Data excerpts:
:::::
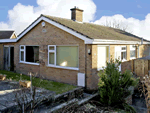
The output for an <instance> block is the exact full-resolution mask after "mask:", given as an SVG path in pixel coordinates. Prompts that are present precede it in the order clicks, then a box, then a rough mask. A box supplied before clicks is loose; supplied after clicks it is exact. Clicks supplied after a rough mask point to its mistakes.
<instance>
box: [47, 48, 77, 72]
mask: <svg viewBox="0 0 150 113" xmlns="http://www.w3.org/2000/svg"><path fill="white" fill-rule="evenodd" d="M57 46H77V47H78V59H79V46H78V45H57ZM57 46H56V45H48V65H47V66H48V67H55V68H62V69H70V70H79V61H78V67H66V66H58V65H56V47H57ZM49 47H54V50H50V49H49ZM49 53H54V57H55V60H54V64H49Z"/></svg>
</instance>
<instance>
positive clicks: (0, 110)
mask: <svg viewBox="0 0 150 113" xmlns="http://www.w3.org/2000/svg"><path fill="white" fill-rule="evenodd" d="M16 95H17V98H18V99H19V101H20V102H22V99H21V98H22V97H23V96H25V95H26V98H27V99H26V100H27V101H26V102H30V101H31V95H30V89H27V88H25V89H21V88H20V87H19V83H18V82H2V81H1V82H0V112H1V111H3V110H6V109H8V108H11V107H12V108H13V107H15V106H16V105H17V103H16V99H17V98H16ZM52 95H55V92H53V91H49V90H45V89H41V88H37V89H36V96H35V99H36V100H38V99H44V98H50V96H52Z"/></svg>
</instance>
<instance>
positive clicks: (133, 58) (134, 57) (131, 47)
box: [130, 45, 136, 60]
mask: <svg viewBox="0 0 150 113" xmlns="http://www.w3.org/2000/svg"><path fill="white" fill-rule="evenodd" d="M133 46H134V45H130V51H132V50H134V51H136V48H135V47H133ZM132 59H136V53H135V57H130V60H132Z"/></svg>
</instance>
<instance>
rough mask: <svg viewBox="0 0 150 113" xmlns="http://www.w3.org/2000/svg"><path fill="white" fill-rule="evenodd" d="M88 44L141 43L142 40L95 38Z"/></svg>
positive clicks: (88, 42) (126, 43) (119, 43)
mask: <svg viewBox="0 0 150 113" xmlns="http://www.w3.org/2000/svg"><path fill="white" fill-rule="evenodd" d="M86 44H141V42H140V41H124V40H104V39H94V40H93V41H89V42H86Z"/></svg>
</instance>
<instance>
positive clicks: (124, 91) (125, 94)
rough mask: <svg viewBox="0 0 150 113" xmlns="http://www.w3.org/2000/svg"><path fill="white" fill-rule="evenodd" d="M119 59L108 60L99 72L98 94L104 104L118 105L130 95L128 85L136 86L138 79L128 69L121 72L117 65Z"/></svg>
mask: <svg viewBox="0 0 150 113" xmlns="http://www.w3.org/2000/svg"><path fill="white" fill-rule="evenodd" d="M120 64H121V62H120V61H119V60H117V59H116V60H115V61H114V60H112V59H111V60H110V62H107V67H106V68H105V69H104V71H103V73H99V77H100V79H99V83H98V85H99V95H100V102H101V103H102V104H103V105H105V106H112V107H114V106H120V105H123V104H124V103H126V102H125V98H126V97H128V96H129V95H130V93H131V92H130V90H129V87H130V86H136V85H137V84H138V79H135V78H134V77H133V76H132V75H133V74H132V73H131V72H130V71H126V72H125V73H123V74H121V72H119V69H118V66H119V65H120Z"/></svg>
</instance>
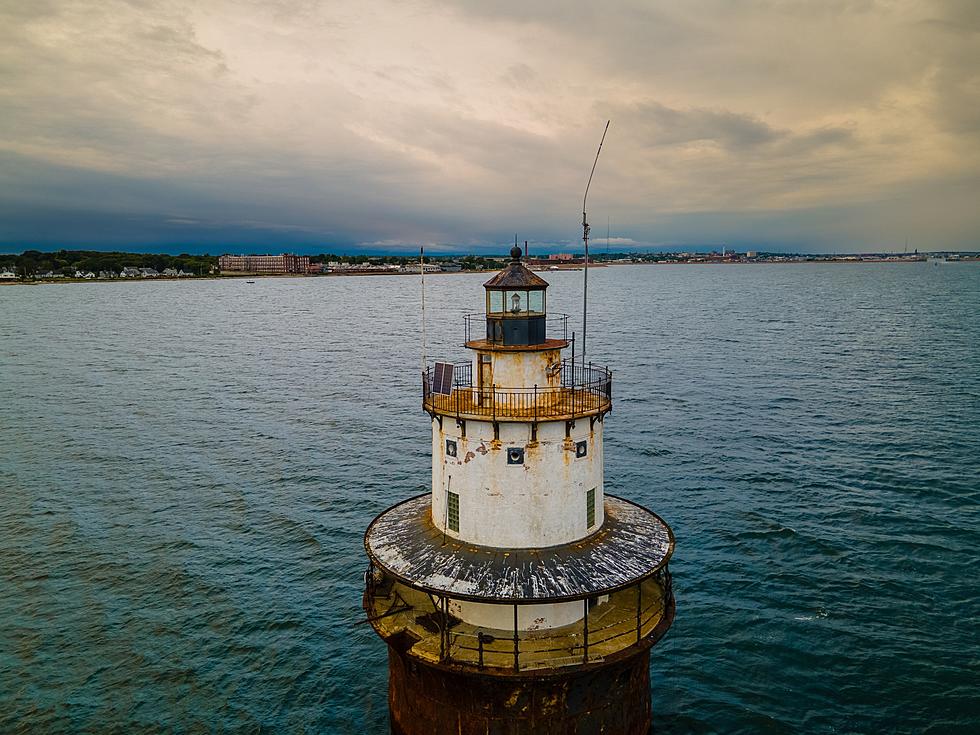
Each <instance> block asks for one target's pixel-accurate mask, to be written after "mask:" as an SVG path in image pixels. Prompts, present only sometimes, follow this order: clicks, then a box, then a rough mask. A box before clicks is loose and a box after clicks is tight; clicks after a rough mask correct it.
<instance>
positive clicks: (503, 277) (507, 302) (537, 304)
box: [483, 246, 548, 346]
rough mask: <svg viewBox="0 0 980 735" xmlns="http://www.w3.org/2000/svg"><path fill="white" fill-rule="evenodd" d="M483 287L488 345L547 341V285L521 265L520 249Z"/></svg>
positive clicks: (527, 344)
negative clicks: (489, 342)
mask: <svg viewBox="0 0 980 735" xmlns="http://www.w3.org/2000/svg"><path fill="white" fill-rule="evenodd" d="M510 256H511V258H512V260H511V262H510V263H509V264H508V266H507V267H506V268H504V269H503V270H502V271H500V273H498V274H497V275H495V276H494V277H493V278H491V279H490V280H489V281H487V282H486V283H485V284H483V287H484V288H485V289H486V291H487V341H488V342H490V343H492V344H497V345H505V346H521V345H539V344H542V343H543V342H544V341H545V339H546V335H545V314H546V309H547V296H546V293H545V292H546V290H547V288H548V282H547V281H545V280H544V279H543V278H541V277H539V276H536V275H535V274H534V273H532V272H531V271H530V270H528V268H527V266H525V265H524V264H523V263H521V249H520V248H519V247H517V246H515V247H514V248H513V249H512V250H511V251H510Z"/></svg>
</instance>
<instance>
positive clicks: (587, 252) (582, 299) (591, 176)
mask: <svg viewBox="0 0 980 735" xmlns="http://www.w3.org/2000/svg"><path fill="white" fill-rule="evenodd" d="M609 122H610V121H609V120H606V127H605V128H604V129H603V131H602V139H601V140H600V141H599V149H598V150H597V151H596V152H595V161H593V162H592V171H591V172H590V173H589V183H587V184H586V185H585V196H584V197H582V242H584V243H585V277H584V278H583V281H582V364H583V365H584V364H585V331H586V328H585V325H586V322H587V321H588V318H589V229H590V228H589V220H588V217H587V216H586V214H585V203H586V201H588V199H589V187H590V186H592V176H593V174H595V167H596V165H598V163H599V154H600V153H602V144H603V142H605V140H606V132H608V130H609ZM573 370H574V367H573Z"/></svg>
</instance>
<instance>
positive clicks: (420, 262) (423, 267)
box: [419, 247, 425, 382]
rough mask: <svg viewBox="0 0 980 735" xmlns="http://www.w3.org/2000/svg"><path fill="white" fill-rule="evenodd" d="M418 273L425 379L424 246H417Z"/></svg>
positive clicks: (424, 265) (422, 351)
mask: <svg viewBox="0 0 980 735" xmlns="http://www.w3.org/2000/svg"><path fill="white" fill-rule="evenodd" d="M419 275H420V276H421V277H422V380H423V382H424V381H425V248H424V247H419Z"/></svg>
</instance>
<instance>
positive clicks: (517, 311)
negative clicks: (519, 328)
mask: <svg viewBox="0 0 980 735" xmlns="http://www.w3.org/2000/svg"><path fill="white" fill-rule="evenodd" d="M544 307H545V295H544V290H543V289H538V290H531V289H508V290H506V291H491V290H487V314H500V315H504V314H509V315H512V316H514V315H519V316H527V315H531V314H544Z"/></svg>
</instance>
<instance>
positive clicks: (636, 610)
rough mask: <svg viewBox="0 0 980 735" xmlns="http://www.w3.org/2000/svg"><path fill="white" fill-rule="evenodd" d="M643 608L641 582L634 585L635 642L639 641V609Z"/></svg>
mask: <svg viewBox="0 0 980 735" xmlns="http://www.w3.org/2000/svg"><path fill="white" fill-rule="evenodd" d="M642 609H643V582H642V580H641V581H640V583H639V584H638V585H636V642H637V643H639V642H640V638H641V637H642V636H641V633H640V611H641V610H642Z"/></svg>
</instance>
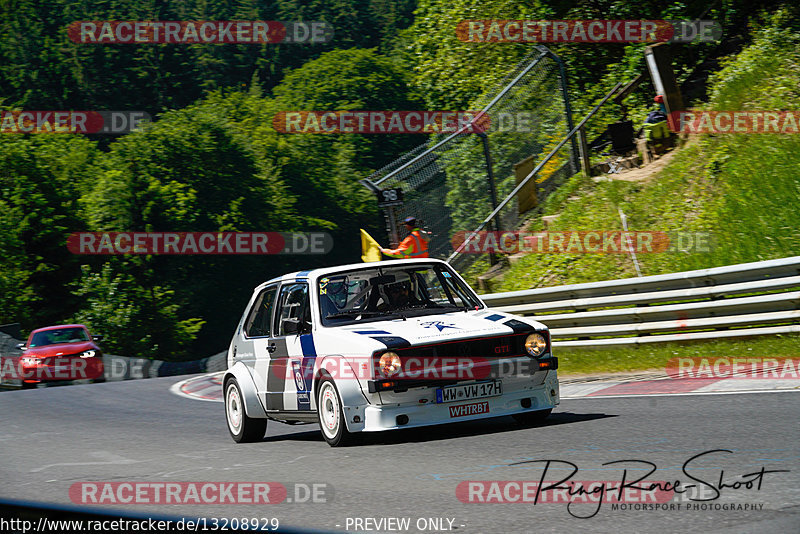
:::::
▸ Exercise objective:
Which lines above run from the one containing "44L141 43L142 40L95" to the one containing "positive clicks: (124, 91) (125, 94)"? Give them again exactly, both ends included.

▸ Reply to the task:
rough mask: <svg viewBox="0 0 150 113" xmlns="http://www.w3.org/2000/svg"><path fill="white" fill-rule="evenodd" d="M88 44L141 43L142 40L95 38Z"/></svg>
positive clicks: (88, 42) (126, 43) (119, 43)
mask: <svg viewBox="0 0 150 113" xmlns="http://www.w3.org/2000/svg"><path fill="white" fill-rule="evenodd" d="M86 44H141V42H140V41H124V40H104V39H94V40H93V41H89V42H86Z"/></svg>
</instance>
<instance>
positive clicks: (124, 91) (125, 94)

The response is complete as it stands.